◆ Required action 1
Answer these questions using the panel decision, one answer per line, marked the same way:
(a) With which registrar is the disputed domain name registered?
(b) On what date did the proceedings commence?
(c) When was the <xenical.com> domain name created?
◆ Required action 2
Print everything in the panel decision from "Respondent is Xenical" down to "registered with eNom.", without changing a word.
◆ Required action 3
Decide whether each statement agrees with the panel decision. Answer yes or no, and quote the words that decide it.
(a) Respondent filed a response before the due date.
(b) The XENICAL mark was registered in the United States on July 18, 1995.
(c) Three panelists were appointed to decide the matter.

◆ Study text
*** Begin section ***

World Intellectual Property Organization

WIPO Arbitration and Mediation Center

ADMINISTRATIVE PANEL DECISION

Hoffmann-La Roche Inc. v. Xenical Fat Blocker

Case No. D2010-1132

1. The Parties

Complainant is Hoffmann-La Roche Inc. of, United States of America represented by Lathrop & Gage LLP of United States of America.

Respondent is Xenical Fat Blocker of United States of America.

2. The Domain Name and Registrar

The disputed domain name <xenical-fat-blocker.com> is registered with eNom.

3. Procedural History

The Complaint was filed with the WIPO Arbitration and Mediation Center (the “Center”) on July 8, 2010. On July 9, 2010, the Center transmitted by email to eNom a request for registrar verification in connection with the disputed domain name. On July 9, 2010, eNom transmitted by email to the Center its verification response confirming that Respondent is listed as the registrant and providing the contact details. The Center verified that the Complaint satisfied the formal requirements of the Uniform Domain Name Dispute Resolution Policy (the “Policy” or “UDRP”), the Rules for Uniform Domain Name Dispute Resolution Policy (the “Rules”), and the WIPO Supplemental Rules for Uniform Domain Name Dispute Resolution Policy (the “Supplemental Rules”).

In accordance with the Rules, paragraphs 2(a) and 4(a), the Center formally notified Respondent of the Complaint, and the proceedings commenced on July 15, 2010. In accordance with the Rules, paragraph 5(a), the due date for Response was August 4, 2010. Respondent did not submit any response. Accordingly, the Center notified Respondent’s default on August 5, 2010.

The Center appointed Timothy D. Casey as the sole panelist in this matter on August 11, 2010. The Panel finds that it was properly constituted. The Panel has submitted the Statement of Acceptance and Declaration of Impartiality and Independence, as required by the Center to ensure compliance with the Rules, paragraph 7.

4. Factual Background

Complainant has used the trademark XENICAL (“the XENICAL mark”) since March 18, 1994 for a pharmaceutical preparation for weight reduction and long-term management of weight. The XENICAL mark was registered in the United States on July 18, 1995, Reg. No. 1,906,281. In addition, Complainant also owns the registration to the trademark XENICAL ORLISTANT 120 MG CAPSULES and design (“the XENICAL logo”), which it has used since December 31, 2007 for providing weight management services, namely, weight reduction planning, diet planning, and supervision and behavior modification relating thereto. The XENICAL logo was registered in the United States on January 19, 2010, Reg. No. 3,739,382.

For many years the XENICAL mark has been used extensively, and sales of the Xenical pharmaceutical preparation in the United States are in the hundreds of millions of dollars. F. Hoffman-La Roche AG, the Swiss parent company of Complainant, also owns and has registered the domain name <xenical.com> through which Internet users can obtain information as to the Xenical weight loss product manufactured and sold by Complainant. The <xenical.com> domain name was created on April 17, 1997.

*** End section ***

◆ Data extracts

*** Begin section ***

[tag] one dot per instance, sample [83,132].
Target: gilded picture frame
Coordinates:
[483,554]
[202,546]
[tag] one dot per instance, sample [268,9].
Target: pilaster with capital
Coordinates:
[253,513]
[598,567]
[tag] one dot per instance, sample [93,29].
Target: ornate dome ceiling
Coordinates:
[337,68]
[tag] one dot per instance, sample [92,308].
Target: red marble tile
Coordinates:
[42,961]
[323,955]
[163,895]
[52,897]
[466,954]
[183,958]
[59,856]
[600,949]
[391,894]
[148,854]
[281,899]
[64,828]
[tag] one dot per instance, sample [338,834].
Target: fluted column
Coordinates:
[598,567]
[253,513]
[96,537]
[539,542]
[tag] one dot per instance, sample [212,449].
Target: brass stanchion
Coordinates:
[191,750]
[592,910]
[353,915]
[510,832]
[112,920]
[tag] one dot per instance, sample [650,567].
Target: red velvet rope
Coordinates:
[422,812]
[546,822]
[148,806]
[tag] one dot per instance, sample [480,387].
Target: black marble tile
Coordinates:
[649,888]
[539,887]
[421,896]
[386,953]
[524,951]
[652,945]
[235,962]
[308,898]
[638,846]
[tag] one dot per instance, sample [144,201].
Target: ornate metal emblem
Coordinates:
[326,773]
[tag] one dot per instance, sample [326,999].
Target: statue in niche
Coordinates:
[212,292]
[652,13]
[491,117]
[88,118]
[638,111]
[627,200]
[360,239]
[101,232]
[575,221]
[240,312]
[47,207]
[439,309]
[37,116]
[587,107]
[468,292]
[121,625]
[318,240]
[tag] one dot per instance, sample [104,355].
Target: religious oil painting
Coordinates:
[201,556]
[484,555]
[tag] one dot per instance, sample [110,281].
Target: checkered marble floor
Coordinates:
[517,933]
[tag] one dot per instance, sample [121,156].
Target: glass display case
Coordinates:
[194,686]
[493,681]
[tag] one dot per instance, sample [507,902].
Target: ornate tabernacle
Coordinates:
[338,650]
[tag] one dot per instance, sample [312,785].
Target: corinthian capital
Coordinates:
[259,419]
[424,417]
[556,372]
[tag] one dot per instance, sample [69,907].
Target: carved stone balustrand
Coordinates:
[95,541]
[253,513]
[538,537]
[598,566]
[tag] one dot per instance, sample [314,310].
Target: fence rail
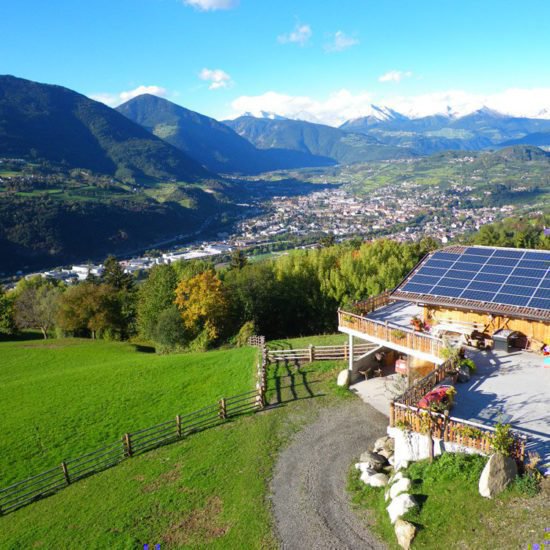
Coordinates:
[394,334]
[131,444]
[318,353]
[452,429]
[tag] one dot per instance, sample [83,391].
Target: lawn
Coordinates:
[62,398]
[452,513]
[209,490]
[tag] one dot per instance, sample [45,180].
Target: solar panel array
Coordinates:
[510,277]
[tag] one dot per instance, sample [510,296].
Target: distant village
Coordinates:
[404,212]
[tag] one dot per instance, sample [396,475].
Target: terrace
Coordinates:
[386,322]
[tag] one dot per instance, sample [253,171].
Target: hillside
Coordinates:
[481,129]
[315,139]
[51,123]
[210,142]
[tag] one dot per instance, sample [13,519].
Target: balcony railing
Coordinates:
[393,334]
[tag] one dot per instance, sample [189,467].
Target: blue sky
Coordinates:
[325,59]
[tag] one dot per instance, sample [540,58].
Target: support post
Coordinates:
[445,424]
[127,441]
[65,473]
[350,353]
[222,411]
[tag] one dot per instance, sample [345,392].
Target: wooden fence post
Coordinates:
[445,424]
[223,410]
[65,473]
[127,441]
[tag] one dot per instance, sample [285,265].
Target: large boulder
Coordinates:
[374,460]
[405,532]
[400,505]
[343,378]
[498,473]
[378,480]
[403,485]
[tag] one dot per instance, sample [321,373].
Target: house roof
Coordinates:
[501,281]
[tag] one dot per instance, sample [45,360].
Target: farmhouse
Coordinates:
[485,297]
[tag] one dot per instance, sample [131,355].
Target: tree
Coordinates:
[170,333]
[91,308]
[7,318]
[36,307]
[114,275]
[238,260]
[204,307]
[155,295]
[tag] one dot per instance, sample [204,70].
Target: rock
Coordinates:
[464,374]
[343,378]
[363,467]
[403,485]
[378,480]
[396,477]
[374,460]
[402,465]
[386,453]
[400,505]
[381,443]
[405,532]
[498,473]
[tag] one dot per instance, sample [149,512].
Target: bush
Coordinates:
[246,331]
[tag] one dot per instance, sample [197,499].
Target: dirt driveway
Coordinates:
[310,502]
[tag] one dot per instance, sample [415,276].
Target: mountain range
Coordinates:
[213,144]
[55,124]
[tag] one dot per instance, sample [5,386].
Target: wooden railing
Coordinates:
[131,444]
[363,307]
[394,334]
[318,353]
[421,387]
[451,429]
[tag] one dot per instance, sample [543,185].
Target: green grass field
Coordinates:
[62,398]
[209,490]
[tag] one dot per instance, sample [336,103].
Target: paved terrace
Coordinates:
[513,388]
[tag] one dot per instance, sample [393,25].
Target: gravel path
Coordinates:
[310,502]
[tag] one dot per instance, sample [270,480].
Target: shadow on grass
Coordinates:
[291,383]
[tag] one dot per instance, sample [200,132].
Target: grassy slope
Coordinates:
[209,490]
[62,398]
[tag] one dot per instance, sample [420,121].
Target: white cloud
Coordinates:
[394,76]
[300,35]
[217,78]
[344,105]
[116,99]
[212,5]
[341,42]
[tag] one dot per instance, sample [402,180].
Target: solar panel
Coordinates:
[543,293]
[478,295]
[446,291]
[455,283]
[539,303]
[512,300]
[499,276]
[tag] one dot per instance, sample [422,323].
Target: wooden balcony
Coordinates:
[397,337]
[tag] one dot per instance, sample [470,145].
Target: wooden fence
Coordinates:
[451,429]
[133,443]
[317,353]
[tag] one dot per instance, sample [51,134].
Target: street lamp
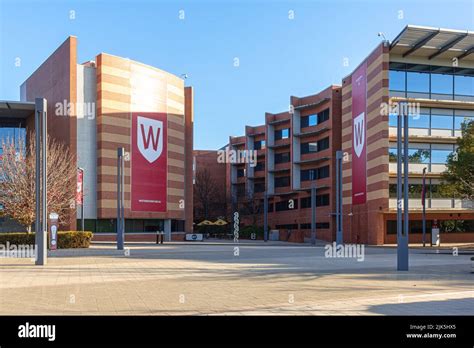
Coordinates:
[81,171]
[423,202]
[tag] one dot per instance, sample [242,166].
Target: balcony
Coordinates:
[435,203]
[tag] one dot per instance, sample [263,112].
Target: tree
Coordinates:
[207,195]
[252,206]
[17,180]
[459,176]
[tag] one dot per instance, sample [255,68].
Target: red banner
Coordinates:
[80,187]
[149,162]
[359,135]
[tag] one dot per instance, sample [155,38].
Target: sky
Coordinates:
[243,58]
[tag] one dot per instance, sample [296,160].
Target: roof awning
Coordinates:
[16,110]
[431,43]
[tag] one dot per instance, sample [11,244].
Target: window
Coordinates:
[282,157]
[259,187]
[282,133]
[260,166]
[286,205]
[308,121]
[440,156]
[319,225]
[317,146]
[397,80]
[464,85]
[259,145]
[418,82]
[458,120]
[442,84]
[321,200]
[282,181]
[418,155]
[442,119]
[314,174]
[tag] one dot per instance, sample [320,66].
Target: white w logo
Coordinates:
[359,133]
[149,138]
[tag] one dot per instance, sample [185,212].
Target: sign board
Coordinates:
[53,231]
[435,237]
[194,236]
[79,190]
[149,162]
[359,135]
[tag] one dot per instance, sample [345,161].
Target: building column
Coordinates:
[167,230]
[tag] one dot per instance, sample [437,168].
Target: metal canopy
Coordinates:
[14,109]
[430,43]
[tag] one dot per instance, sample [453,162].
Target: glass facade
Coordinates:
[436,119]
[12,132]
[423,153]
[432,82]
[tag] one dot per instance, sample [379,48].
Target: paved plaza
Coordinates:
[206,278]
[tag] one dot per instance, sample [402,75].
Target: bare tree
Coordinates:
[17,180]
[207,195]
[251,206]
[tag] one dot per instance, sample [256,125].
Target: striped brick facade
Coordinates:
[364,222]
[123,87]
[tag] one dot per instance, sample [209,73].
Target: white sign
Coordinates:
[359,134]
[435,236]
[194,236]
[149,138]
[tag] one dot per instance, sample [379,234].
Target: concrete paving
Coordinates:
[207,278]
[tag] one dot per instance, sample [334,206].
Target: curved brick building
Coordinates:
[112,102]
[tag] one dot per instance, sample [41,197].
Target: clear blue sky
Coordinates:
[278,57]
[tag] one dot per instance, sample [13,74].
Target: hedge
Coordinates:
[66,239]
[246,232]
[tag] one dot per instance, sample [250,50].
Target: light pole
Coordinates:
[41,222]
[265,216]
[120,199]
[402,230]
[313,211]
[423,202]
[339,237]
[81,170]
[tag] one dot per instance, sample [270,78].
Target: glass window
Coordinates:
[439,156]
[307,121]
[442,84]
[392,154]
[258,145]
[463,85]
[396,80]
[282,134]
[260,166]
[282,181]
[323,116]
[441,121]
[458,120]
[418,82]
[419,121]
[282,157]
[418,155]
[392,120]
[323,144]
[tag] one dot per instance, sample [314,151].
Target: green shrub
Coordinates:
[246,232]
[66,239]
[213,230]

*** End section ***

◆ Answer section 1
(a) eNom
(b) July 15, 2010
(c) April 17, 1997

◆ Answer section 2
Respondent is Xenical Fat Blocker of United States of America.

2. The Domain Name and Registrar

The disputed domain name <xenical-fat-blocker.com> is registered with eNom.

◆ Answer section 3
(a) No: "Respondent did not submit any response."
(b) Yes: "The XENICAL mark was registered in the United States on July 18, 1995"
(c) No: "The Center appointed Timothy D. Casey as the sole panelist in this matter"